* Records shown
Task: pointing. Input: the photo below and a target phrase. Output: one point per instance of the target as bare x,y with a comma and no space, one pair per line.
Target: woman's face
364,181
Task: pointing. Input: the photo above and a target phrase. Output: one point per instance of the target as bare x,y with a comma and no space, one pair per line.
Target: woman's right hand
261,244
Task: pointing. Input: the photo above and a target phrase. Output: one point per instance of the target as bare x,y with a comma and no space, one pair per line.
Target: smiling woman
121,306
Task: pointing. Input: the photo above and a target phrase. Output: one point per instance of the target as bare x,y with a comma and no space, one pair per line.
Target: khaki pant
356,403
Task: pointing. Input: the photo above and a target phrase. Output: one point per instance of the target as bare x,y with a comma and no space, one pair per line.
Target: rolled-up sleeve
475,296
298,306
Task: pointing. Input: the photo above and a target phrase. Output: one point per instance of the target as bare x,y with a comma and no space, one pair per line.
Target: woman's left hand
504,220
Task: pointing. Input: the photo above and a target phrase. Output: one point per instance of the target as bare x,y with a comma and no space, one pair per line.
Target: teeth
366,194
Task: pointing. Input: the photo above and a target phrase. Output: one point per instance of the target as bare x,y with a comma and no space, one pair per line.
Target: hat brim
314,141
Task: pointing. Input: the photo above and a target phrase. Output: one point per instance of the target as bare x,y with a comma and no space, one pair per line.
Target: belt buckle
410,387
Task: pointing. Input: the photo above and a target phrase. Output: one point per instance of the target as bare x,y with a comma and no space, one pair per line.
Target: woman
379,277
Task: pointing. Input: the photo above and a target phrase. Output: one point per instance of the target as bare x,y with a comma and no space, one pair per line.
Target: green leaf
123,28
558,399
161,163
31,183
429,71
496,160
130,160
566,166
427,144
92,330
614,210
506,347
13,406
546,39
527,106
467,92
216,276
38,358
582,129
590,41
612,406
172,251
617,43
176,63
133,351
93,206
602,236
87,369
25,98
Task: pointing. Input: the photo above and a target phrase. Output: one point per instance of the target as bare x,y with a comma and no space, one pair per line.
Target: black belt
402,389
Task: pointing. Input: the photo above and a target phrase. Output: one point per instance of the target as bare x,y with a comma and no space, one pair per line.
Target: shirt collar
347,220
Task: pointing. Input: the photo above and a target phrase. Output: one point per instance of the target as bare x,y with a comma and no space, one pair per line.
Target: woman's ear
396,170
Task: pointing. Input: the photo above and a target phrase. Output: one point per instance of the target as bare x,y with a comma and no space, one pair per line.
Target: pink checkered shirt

* About this exercise
The entries above must be returned in full, exactly as shown.

* Result of this exercise
Task: pointing. Input: the photo below and a target phrase. Output: one point per instance of the target as bare x,y with a comma and no space, one pair per line.
Target: woman's face
364,181
Task: pointing. Input: the photo above and a target phrase. Output: one point per instance of the target as bare x,y with a comma and no space, one pair per line.
Target: woman's right hand
261,244
Task: pointing. Input: the photo above and a target phrase. Output: one point per instance of the target as bare x,y with a comma and no space, one pair per line.
Target: smiling woman
121,306
Task: pointing. Input: the photo above and a target phrase. Output: one point per instance of the target as bare x,y with a comma and no space, one pair per line.
Target: khaki pant
356,403
Task: pointing. Input: the photo above and a target phrase. Output: one point per instance of the target as bare x,y with a comma and no space, one pair per line.
Target: rolled-up sleeve
475,296
298,306
Task: pointing. Input: the photo above and a target phrase. Output: one point per instance of the target as bare x,y with a comma and no space, one pair per line.
Target: woman's left hand
504,220
Task: pointing. Input: the photo above and a target phrase. Output: one point per instance of the target as bare x,y with a comma and no space, one pair per line.
Target: teeth
366,194
Task: pointing. Input: the photo above and a target phrase. Output: one point per instance of the target as bare x,y with a comma and no space, one pair per line.
Target: hat brim
314,141
Task: pointing. Input: the photo above and a target phrase. Output: one point per instance of the target as bare x,y with a comma and no space, one pair per line.
Target: belt buckle
410,387
Task: pointing. Input: the photo above and a target phrase. Output: one point per instance of the target as bare x,y with a comma and no space, one pair per line.
Target: woman
379,277
Task: pointing. Input: the photo above and a target phrase. Output: one point per instance of the target as bare x,y with a comma and no space, one pair per line.
Target: green leaf
123,28
558,399
161,163
31,183
429,71
496,160
130,160
566,166
427,144
92,330
614,210
506,347
13,406
546,39
527,106
467,92
216,276
38,358
582,129
590,41
612,406
172,251
617,43
176,63
133,351
93,206
602,236
87,369
25,98
Task: pointing. Input: the photo above and a target phrase. Output: one point per instance of the target as bare x,y with a comma and no space, one pair per line.
Target: black belt
402,389
Task: pointing. Input: the photo above and a target phrase. Output: one point per instance of the target as bare x,y with a comma and no space, one pair per line.
Target: shirt collar
347,220
Task: pointing. Input: the photo above and a target phrase. Output: one point per instance of the target as bare x,y with a comma and no space, one pair per line.
Target: woman's ear
396,170
Task: pointing. Input: the photo above and a target phrase. Output: one point per instance of the target as bare x,y with a comma and no space, one pair per line.
Target: pink checkered shirt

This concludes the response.